▸ **BRON**
»»

Vogels van soortbeschermingsplannen, 1990-2011

U bekijkt op dit moment een afgesloten indicator. Deze indicator wordt niet meer bijgewerkt. De reden hiervoor staat hieronder vermeld. De archiefversies van deze indicator (indien aanwezig) zijn nog wel beschikbaar.

Deze indicator is vervallen, omdat soortbeschermingsplannen geen onderdeel meer zijn van het Natuurbeleid.

Voor lepelaar, grauwe kiekendief, kerkuil, steenuil, patrijs en korhoen zijn afzonderlijke soortbeschermingsplannen gemaakt. Sinds 1990 gaan lepelaar, grauwe kiekendief en kerkuil vooruit. Patrijs, korhoen en steenuil gaan achteruit.

Lepelaar

Aan het eind van de negentiende eeuw broedden er in Nederland meer dan 1000 paren lepelaars. In de jaren zestig was de populatie ten gevolge van vergiftiging door gechloreerde koolwaterstoffen echter teruggelopen tot 150 broedparen. Vanaf de jaren tachtig nemen de aantallen geleidelijk weer toe. Vanaf 1987 worden de kolonies in het Naardermeer en Zwanenwater verstoord door predatie door de vos. Dat verlies aan broedparen is ruimschoots gecompenseerd nadat de lepelaars verhuisden naar nieuwe broedgebieden in de Oostvaardersplassen en op de Waddeneilanden.
Het soortbeschermingsplan uit 1994 beoogt het duurzame voortbestaan van de lepelaar in Nederland. Hiervoor moet de populatie groeien tot circa 1000 broedparen in 2010. Deze doelstelling is al gehaald sinds 1997, toen 1138 paren hebben gebroed. Een andere doelstelling is de uitbreiding van het aantal broedgebieden tot 15 à 20. Ook het aantal broedgebieden is inmiddels gegroeid, maar in een aantal gebieden huizen nog slechts één of enkele broedparen.

««

▸ **Gegevens uit een verzameling**
»»

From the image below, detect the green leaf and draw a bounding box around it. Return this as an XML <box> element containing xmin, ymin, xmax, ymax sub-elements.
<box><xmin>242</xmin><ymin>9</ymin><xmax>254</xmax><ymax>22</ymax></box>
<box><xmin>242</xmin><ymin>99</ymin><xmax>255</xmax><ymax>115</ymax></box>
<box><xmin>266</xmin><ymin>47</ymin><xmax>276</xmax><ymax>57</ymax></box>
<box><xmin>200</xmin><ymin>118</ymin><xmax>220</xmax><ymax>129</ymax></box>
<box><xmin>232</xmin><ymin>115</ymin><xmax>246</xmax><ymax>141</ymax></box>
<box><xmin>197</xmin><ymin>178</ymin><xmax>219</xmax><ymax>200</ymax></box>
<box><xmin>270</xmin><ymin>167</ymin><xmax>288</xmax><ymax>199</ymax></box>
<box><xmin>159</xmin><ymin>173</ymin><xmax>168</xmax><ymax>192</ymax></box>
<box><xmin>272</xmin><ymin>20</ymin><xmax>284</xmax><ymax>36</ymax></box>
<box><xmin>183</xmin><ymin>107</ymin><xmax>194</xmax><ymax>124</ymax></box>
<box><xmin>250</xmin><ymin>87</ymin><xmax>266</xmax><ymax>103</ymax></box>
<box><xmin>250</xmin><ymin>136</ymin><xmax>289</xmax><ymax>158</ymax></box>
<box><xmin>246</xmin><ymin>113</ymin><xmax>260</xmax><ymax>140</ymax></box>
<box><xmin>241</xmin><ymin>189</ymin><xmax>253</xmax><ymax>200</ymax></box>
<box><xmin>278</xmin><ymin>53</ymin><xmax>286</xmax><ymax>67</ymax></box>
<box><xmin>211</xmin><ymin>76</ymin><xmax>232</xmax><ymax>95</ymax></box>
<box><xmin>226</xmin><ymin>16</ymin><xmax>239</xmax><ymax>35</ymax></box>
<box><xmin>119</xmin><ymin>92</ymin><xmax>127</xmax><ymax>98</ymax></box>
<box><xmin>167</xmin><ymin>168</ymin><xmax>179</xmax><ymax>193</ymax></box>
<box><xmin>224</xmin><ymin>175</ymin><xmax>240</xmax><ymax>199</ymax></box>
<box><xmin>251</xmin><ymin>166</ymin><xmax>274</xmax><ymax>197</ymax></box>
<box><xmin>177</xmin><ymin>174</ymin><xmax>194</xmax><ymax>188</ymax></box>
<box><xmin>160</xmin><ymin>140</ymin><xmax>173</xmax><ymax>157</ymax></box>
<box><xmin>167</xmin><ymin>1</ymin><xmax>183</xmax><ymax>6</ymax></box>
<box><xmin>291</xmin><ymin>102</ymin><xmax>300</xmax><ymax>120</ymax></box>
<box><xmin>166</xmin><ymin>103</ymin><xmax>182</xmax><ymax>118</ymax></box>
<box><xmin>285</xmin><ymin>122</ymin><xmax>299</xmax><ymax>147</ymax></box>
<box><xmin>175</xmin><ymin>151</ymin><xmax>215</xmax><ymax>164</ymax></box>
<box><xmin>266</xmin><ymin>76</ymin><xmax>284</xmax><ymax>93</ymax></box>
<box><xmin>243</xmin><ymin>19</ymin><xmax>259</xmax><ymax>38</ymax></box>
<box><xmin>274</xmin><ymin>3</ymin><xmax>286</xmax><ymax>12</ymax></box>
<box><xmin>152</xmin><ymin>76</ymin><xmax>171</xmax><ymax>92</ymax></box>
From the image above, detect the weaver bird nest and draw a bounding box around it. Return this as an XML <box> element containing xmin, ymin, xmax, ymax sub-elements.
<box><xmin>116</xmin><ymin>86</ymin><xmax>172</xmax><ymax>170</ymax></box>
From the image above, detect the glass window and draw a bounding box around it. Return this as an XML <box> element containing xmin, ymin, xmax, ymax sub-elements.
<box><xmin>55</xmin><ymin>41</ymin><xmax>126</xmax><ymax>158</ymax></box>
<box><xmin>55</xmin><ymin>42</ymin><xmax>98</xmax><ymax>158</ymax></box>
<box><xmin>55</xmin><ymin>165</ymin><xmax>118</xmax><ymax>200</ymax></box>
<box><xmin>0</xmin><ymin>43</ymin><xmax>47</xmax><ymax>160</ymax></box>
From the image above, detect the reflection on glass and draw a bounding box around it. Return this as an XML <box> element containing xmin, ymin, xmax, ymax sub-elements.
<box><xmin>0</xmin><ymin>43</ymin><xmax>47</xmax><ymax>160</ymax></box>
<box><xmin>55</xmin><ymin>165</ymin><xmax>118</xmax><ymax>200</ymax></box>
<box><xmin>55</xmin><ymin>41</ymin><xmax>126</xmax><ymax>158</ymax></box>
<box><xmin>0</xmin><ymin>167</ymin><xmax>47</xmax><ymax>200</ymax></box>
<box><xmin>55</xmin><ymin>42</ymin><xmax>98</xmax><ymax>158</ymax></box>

««

▸ **INSTRUCTIES EN EISEN**
Hoeveel paren lepelaars hebben volgens de bron in 1997 gebroed? De items staan los van de bron.

▸ **UITGEWERKTE OPDRACHT**
1138 paren.